==== 元の文章
2020年2月11日(火)、東キャンパス3号館ホールにて、
汐見稔幸氏のモンテッソーリ教育講演会
「今なぜモンテッソーリなのか?」を開催しました。

この講演会は、本学人間発達学部、日本モンテッソーリ協会中部支部、
社会福祉法人野並保育園、たきこ幼児園による共催で、
保育の第一人者である東京大学名誉教授 汐見稔幸氏をお招きしました。

汐見氏のお話を聞ける貴重な機会とあって、人間発達の学生のみならず、
多くの保育士、幼稚園、小学校の教員がホールを埋め尽くしました。

講演に先立ち、講演会実行委員長の社会福祉法人
野並保育園園長 加藤清文氏から挨拶がありました。

2018年に施行された保育所保育指針、
今年度から開始される教育改革など、
今もっともお話を伺いたい先生が汐見先生であり、
今日、その機会が得られたこと、
尽力下さった関係者の方々に感謝申し上げます、
とお礼の言葉が述べられました。

続いて、人間発達学部 子ども発達学科 豊田和子教授から、
汐見氏のプロフィールが紹介されました。

数ページにも渡る資料とともに、
汐見氏の詳細な経歴、モンテッソーリ教育との係わり、
膨大な数の著書などが紹介されました。

また、家庭人として三児の父親であることも付け加えられ、
自身の経験を生かした父親の育児参加についてや
子育てアドバイザーとしての側面も紹介されました。
========
==== 記録一覧
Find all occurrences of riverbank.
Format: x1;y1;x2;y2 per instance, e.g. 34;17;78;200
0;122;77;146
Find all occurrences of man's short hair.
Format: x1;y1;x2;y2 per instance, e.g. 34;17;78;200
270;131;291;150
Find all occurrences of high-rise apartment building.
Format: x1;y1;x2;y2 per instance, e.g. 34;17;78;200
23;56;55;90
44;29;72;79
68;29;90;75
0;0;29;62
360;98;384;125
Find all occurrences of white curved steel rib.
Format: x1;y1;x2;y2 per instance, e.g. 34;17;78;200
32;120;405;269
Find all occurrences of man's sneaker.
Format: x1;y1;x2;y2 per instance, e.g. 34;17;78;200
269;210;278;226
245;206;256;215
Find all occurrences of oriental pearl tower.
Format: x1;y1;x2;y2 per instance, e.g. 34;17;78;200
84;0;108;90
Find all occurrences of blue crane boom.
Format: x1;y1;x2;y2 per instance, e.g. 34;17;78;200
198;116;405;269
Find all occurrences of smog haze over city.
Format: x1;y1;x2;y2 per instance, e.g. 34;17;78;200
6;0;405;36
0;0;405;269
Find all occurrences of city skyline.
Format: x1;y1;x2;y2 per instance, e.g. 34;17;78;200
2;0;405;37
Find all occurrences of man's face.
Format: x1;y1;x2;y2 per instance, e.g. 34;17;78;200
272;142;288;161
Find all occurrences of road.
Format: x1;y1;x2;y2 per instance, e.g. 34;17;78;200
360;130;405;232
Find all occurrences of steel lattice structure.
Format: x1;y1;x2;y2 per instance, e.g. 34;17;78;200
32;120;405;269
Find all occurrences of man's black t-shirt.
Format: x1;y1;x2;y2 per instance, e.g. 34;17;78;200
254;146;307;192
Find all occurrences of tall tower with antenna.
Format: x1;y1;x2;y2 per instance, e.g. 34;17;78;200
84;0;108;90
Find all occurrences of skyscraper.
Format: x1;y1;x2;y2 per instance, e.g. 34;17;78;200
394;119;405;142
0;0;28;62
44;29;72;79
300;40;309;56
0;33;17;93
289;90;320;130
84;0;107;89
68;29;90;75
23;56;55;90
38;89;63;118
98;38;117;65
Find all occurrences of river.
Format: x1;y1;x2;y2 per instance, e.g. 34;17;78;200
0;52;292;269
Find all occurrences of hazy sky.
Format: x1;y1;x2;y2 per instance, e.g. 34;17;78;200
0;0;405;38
========
やることリスト:
**A.** 講演会の報告文のうち、「この講演会は、本学人間発達学部、日本モンテッソーリ協会中部支部、」を含むところから書き始め、「多くの保育士、幼稚園、小学校の教員がホールを埋め尽くしました。」まで、一字も変えずに書き写してください。
**B.** 講演会の報告文に出てくる、この講演会を共催した団体をすべて挙げてください。
記録は、講演会の報告文とは関係のない別の資料です。

作業ごとの結果:
**A.**
この講演会は、本学人間発達学部、日本モンテッソーリ協会中部支部、
社会福祉法人野並保育園、たきこ幼児園による共催で、
保育の第一人者である東京大学名誉教授 汐見稔幸氏をお招きしました。

汐見氏のお話を聞ける貴重な機会とあって、人間発達の学生のみならず、
多くの保育士、幼稚園、小学校の教員がホールを埋め尽くしました。

**B.**
・本学人間発達学部
・日本モンテッソーリ協会中部支部
・社会福祉法人野並保育園
・たきこ幼児園